What you are asked to do:
Reproduce word for word the portion of the artists' statements starting with "Yasuyo Harvey –" and going on through "from the woods.".

Passage provided:
--- START ---

This deviation acts as a warped glass through which we see – perhaps for the first time – its original form. To me the title is typified by such a reencounter, in which a familiar object is made odd.”
Yasuyo Harvey – “My work is about the assembling of textures, it represents the awareness of lost common nature. My everyday space is surrounded by botanical parts that I have collected over many years. They range from antique pressed flowers to single branches from the woods.
People throughout history have brought nature into their home. From floristry to pressing flowers in paper to picking stones on the seashore. I respect this way and bring a collection of textures into 3D objects to echo this ordinary everyday habit. The process of my artwork is very simple and quite abstract in form. Applying latex on dry botanicals, as if it is a mummification process, preserving the moment of decay. This displays the beauty of abandoned nature and the boundary between life and death.”

--- END ---

Stored data:
--- START ---

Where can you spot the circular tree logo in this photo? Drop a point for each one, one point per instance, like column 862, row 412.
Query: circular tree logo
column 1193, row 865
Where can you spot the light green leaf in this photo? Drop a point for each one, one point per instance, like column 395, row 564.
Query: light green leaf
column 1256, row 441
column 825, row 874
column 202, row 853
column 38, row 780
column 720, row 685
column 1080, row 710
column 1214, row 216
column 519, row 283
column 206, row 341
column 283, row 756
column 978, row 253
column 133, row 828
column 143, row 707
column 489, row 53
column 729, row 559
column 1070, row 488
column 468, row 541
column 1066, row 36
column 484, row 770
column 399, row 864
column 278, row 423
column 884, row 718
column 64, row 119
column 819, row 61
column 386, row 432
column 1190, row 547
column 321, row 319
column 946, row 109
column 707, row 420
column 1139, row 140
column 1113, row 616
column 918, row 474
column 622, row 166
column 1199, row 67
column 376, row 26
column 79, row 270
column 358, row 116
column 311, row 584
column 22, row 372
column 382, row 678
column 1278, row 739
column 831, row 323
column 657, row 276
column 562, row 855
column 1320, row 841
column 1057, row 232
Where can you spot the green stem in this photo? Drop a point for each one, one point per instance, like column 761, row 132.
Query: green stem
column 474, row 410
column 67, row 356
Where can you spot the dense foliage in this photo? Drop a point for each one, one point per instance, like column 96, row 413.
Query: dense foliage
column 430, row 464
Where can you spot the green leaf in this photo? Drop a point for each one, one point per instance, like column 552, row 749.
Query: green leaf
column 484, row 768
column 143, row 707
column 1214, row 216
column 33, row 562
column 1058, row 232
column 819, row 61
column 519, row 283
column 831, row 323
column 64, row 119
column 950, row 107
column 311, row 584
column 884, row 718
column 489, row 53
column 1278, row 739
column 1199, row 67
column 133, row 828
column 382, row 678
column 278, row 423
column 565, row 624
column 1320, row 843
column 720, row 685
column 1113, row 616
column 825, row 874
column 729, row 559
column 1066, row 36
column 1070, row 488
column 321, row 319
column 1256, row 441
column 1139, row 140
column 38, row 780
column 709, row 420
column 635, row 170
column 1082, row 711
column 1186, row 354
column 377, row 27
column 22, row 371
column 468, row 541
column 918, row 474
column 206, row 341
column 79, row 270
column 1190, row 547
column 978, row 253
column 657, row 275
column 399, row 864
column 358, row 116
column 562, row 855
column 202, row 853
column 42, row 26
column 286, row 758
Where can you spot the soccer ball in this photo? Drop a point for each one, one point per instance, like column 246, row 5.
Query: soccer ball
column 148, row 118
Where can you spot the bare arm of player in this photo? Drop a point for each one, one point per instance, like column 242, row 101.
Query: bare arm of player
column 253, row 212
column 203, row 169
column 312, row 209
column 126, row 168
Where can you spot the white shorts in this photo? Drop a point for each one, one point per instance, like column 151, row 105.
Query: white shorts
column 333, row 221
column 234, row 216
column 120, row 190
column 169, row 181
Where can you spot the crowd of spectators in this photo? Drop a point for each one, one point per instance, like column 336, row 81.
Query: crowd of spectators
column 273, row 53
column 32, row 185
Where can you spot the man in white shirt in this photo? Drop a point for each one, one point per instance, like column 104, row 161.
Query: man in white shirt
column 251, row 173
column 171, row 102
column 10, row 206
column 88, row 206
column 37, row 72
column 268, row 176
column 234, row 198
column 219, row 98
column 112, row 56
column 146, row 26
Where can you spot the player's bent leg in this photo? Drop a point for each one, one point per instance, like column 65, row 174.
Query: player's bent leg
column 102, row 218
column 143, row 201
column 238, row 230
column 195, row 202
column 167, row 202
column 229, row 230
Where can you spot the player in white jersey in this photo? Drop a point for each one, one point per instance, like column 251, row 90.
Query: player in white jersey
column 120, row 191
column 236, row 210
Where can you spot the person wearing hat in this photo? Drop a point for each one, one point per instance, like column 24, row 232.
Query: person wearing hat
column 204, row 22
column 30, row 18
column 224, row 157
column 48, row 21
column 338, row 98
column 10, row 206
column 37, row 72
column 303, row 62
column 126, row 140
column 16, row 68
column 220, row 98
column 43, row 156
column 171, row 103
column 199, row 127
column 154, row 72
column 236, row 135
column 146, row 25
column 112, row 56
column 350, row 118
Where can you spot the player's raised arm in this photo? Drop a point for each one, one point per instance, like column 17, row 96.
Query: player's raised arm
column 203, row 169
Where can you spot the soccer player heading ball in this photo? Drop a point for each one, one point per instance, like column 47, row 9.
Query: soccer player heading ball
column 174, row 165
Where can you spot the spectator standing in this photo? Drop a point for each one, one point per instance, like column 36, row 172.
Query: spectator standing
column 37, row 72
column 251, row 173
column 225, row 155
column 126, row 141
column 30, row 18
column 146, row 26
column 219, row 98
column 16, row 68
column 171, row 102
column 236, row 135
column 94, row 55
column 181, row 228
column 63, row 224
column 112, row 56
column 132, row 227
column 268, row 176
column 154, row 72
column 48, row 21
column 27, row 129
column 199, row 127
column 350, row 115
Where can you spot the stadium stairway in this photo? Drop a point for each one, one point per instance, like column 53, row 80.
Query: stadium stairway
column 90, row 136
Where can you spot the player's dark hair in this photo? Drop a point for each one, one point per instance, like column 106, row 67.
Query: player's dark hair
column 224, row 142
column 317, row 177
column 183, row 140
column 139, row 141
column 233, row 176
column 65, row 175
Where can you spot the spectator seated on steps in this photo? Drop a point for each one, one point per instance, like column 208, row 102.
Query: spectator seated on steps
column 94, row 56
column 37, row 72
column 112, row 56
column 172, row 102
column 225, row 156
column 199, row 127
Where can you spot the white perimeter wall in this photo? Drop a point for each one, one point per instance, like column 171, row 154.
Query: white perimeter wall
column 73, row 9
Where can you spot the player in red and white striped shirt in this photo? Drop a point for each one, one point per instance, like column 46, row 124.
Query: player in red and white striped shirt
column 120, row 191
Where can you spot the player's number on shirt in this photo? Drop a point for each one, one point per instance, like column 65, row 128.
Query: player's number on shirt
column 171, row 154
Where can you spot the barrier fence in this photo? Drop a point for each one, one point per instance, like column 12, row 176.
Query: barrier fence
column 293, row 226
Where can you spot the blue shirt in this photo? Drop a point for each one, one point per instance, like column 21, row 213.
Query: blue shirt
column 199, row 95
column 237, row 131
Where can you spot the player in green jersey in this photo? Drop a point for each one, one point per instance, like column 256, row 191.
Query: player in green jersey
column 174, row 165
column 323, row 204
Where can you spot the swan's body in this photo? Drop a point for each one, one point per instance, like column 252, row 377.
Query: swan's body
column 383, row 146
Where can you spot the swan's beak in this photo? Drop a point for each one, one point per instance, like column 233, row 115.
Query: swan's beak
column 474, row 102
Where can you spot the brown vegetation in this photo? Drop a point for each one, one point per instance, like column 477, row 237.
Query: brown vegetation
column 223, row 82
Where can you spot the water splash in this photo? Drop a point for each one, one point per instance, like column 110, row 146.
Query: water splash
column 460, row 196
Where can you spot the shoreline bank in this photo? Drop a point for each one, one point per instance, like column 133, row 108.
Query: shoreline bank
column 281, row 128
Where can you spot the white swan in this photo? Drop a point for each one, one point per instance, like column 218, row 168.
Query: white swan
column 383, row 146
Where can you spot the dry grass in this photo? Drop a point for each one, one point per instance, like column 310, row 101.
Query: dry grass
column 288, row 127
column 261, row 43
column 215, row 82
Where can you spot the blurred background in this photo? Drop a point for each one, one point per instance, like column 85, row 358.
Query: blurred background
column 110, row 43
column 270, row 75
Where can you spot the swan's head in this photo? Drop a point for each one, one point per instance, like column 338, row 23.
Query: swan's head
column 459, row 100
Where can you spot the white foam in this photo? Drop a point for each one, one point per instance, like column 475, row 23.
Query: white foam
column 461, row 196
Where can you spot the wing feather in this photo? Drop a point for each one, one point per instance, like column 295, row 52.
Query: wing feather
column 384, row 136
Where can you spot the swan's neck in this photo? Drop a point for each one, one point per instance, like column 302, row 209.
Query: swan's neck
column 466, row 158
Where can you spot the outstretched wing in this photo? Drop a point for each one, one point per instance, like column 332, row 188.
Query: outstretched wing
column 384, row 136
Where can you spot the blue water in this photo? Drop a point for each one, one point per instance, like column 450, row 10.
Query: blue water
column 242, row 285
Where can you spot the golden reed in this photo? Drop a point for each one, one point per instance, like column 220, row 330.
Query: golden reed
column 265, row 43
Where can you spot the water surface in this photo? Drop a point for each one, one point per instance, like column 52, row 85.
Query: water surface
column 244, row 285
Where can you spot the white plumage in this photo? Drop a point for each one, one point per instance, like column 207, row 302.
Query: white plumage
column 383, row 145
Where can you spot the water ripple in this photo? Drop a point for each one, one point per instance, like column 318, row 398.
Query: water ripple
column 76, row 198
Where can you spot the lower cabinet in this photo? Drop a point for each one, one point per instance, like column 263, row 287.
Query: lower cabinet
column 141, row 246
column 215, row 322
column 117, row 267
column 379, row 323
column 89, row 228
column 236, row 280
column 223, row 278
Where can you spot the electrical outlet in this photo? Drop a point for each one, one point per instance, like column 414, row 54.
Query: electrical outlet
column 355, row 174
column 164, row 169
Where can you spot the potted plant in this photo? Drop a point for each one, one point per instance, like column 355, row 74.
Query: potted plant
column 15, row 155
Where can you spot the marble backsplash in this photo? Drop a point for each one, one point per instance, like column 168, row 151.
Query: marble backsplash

--- END ---

Correct answer:
Yasuyo Harvey – “My work is about the assembling of textures, it represents the awareness of lost common nature. My everyday space is surrounded by botanical parts that I have collected over many years. They range from antique pressed flowers to single branches from the woods.